• Given task: Copy every line of the listing below word for word, in the same order.

• The input:
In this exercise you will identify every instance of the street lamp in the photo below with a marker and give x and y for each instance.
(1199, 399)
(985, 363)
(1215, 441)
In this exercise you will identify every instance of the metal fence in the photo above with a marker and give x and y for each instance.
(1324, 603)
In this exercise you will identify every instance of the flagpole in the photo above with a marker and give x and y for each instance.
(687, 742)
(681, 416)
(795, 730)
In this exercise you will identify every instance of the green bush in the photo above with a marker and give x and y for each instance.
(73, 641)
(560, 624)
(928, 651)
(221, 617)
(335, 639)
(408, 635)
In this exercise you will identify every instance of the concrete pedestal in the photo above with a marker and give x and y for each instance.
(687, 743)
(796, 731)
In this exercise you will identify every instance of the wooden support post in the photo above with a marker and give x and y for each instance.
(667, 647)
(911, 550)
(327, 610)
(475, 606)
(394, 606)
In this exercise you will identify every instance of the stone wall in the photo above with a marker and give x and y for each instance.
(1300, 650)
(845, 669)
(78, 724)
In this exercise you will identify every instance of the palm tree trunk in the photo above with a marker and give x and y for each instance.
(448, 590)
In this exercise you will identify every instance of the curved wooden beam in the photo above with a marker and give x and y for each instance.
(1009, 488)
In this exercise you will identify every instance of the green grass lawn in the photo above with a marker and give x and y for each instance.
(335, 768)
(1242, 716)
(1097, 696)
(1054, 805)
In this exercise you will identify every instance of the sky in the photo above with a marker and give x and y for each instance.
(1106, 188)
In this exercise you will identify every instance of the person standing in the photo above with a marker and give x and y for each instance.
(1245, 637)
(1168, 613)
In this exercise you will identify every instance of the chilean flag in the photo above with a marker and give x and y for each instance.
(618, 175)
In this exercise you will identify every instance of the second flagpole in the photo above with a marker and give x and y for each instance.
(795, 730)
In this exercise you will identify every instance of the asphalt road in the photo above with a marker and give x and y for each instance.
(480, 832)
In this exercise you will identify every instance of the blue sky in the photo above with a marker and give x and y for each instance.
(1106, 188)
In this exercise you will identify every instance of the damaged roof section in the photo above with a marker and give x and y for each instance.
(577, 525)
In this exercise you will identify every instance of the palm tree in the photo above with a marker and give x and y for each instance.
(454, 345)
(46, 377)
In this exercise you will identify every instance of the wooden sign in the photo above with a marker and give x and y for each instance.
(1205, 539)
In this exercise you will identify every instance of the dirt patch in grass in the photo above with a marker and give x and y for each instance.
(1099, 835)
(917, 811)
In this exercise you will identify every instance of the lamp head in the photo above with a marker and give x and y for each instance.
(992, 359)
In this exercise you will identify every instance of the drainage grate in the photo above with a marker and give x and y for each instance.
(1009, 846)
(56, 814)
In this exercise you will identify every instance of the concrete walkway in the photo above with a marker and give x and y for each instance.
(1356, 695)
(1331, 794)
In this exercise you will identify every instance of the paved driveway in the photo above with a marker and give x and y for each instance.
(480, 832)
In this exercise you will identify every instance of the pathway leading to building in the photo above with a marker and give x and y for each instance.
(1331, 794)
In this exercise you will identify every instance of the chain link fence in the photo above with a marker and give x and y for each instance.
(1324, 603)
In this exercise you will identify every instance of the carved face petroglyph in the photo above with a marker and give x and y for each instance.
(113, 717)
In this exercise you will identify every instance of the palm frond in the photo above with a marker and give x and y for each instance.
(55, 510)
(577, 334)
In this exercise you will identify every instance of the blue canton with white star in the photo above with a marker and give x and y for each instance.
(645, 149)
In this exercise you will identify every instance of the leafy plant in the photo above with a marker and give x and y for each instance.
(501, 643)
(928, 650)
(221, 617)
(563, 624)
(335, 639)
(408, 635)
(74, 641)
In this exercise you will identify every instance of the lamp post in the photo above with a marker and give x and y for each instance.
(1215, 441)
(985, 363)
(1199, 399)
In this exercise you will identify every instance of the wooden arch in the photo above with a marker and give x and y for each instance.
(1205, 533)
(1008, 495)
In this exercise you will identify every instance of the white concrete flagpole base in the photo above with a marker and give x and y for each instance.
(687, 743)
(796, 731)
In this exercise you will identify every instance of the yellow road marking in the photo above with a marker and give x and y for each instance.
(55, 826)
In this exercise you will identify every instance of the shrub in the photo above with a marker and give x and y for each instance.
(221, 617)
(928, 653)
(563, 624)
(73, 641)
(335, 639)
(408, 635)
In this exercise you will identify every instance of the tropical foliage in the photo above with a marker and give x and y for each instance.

• Solution to the problem:
In this exercise you will identify every instance of the street lamp in the photo below with a marker and give x and y for each instance.
(1199, 399)
(985, 363)
(1215, 441)
In this exercise you will identify every instance of the metal fence in the photo above with a marker and give x and y for each instance.
(1324, 603)
In this exercise you will identify every instance of the flagpole in the photo above with a marker and give x and y for each instance.
(687, 742)
(681, 416)
(795, 730)
In this exercise you will identify every instance of the green bush in the photo above with a marker and give x and y for each instance.
(73, 641)
(560, 624)
(928, 651)
(221, 617)
(335, 639)
(408, 635)
In this exercise you will identify every instance of the concrete pedestal in the photo above with a marker and give x and y for each instance.
(687, 743)
(796, 731)
In this exercise you will identify every instance of the wooden support post in the photo above with a marker and give x and y for each instance.
(667, 647)
(911, 550)
(327, 610)
(475, 606)
(394, 606)
In this exercise you will identify every instance of the stone wall in the photo above with a marker and give x and y for each instance.
(1300, 650)
(845, 669)
(78, 724)
In this exercise you will identify every instance of the palm tree trunk in the photo above with a marker and give x and y for each instance.
(448, 590)
In this exercise you will identify every instance of the curved wooden beam in the photo above with a marker and give x and y for each instance.
(1009, 488)
In this exercise you will identify every instance of the green grass lawn in the photo above with a marker and give x and y for each instance.
(335, 768)
(1242, 716)
(1097, 696)
(1054, 805)
In this exercise you will identify every instance of the sky in the photo above with a marker and give x and y for each instance.
(1106, 188)
In this exercise you will identify every instance of the person standing in the photo above with a marker and give x and y for each instance.
(1245, 637)
(1168, 613)
In this exercise you will identify every instance of the chilean flag in the photo above with a marker and give x and y for each instance.
(618, 175)
In this exercise you will identify every instance of the second flagpole in the photo above with a marker and give x and y for each instance.
(795, 730)
In this exercise you will identify every instance of the asphalt road in the photo above with a marker and give x and y for each instance.
(480, 832)
In this exercise you will identify every instance of the blue sky in the photo above with a marker and give x and y for each instance.
(1106, 188)
In this exercise you will identify every instance of the damaged roof section in the photo above with a marker and give x and y for each instance.
(577, 525)
In this exercise you will identify every instance of the palm tree in the photo above with a marker and give x and y for each instance.
(454, 345)
(46, 377)
In this exercise you will identify every instance of the wooden sign in the photo above with a marker and give x and y for each instance.
(1205, 539)
In this exercise you will identify every instance of the dirt patch in grass in the photo above with a marker and give x and y for each instance.
(1099, 835)
(917, 811)
In this exercise you will identify every instance of the lamp head in the photo above with a marker and give x and y for each instance.
(992, 359)
In this exercise you will identify every instance of the drainage grate in the photo above with a marker and give x and y for each instance.
(1009, 846)
(56, 814)
In this exercise you will identify every instance of the concrete walkway in the photo above with a marker and give x and y for each instance.
(1356, 695)
(1331, 794)
In this exercise you will identify every instance of the paved driveway in the photo above with a marker and give x and y for each instance.
(480, 832)
In this exercise you will identify every instance of the pathway leading to building in the photo above with a marker and give x and y for each instance.
(1331, 794)
In this exercise you will identify every instance of the chain link fence in the photo above with a marker and give x and y for each instance.
(1324, 603)
In this exercise you will identify every instance of the carved face petroglyph in the photo above with a marker and give x and y for each instance.
(113, 717)
In this exercise you will identify every instance of the palm frond in the photo above with a marker and give x and y for each instance.
(55, 510)
(577, 334)
In this exercise you will identify every instance of the blue canton with white star in the photo above with a marker and give x and y for each instance.
(645, 149)
In this exercise you will identify every instance of the leafy plant in the photo above with a marker and give x and y for each instance.
(501, 643)
(928, 650)
(221, 617)
(563, 624)
(335, 639)
(408, 635)
(74, 641)
In this exercise you will identify every instance of the lamp post in the photo above with a marker and give x and y for each instance.
(1215, 441)
(985, 363)
(1199, 399)
In this exercise you will identify every instance of the wooden arch in the photo above with a marker and give x and y for each instance.
(1205, 533)
(1008, 495)
In this exercise you will identify every instance of the white concrete flagpole base in the photo above with a marker and give x and y for each instance.
(687, 743)
(796, 731)
In this exercise you will identify every instance of the yellow road marking in the photo above with a marker and give x and y for each instance.
(55, 826)
In this exercise you will identify every instance of the shrub in the photo above with a marker and give x and y for each instance.
(221, 617)
(928, 653)
(563, 624)
(73, 641)
(335, 639)
(408, 635)
In this exercise you will identify every instance of the tropical foliage in the photo above with a marker and give x and y for each instance.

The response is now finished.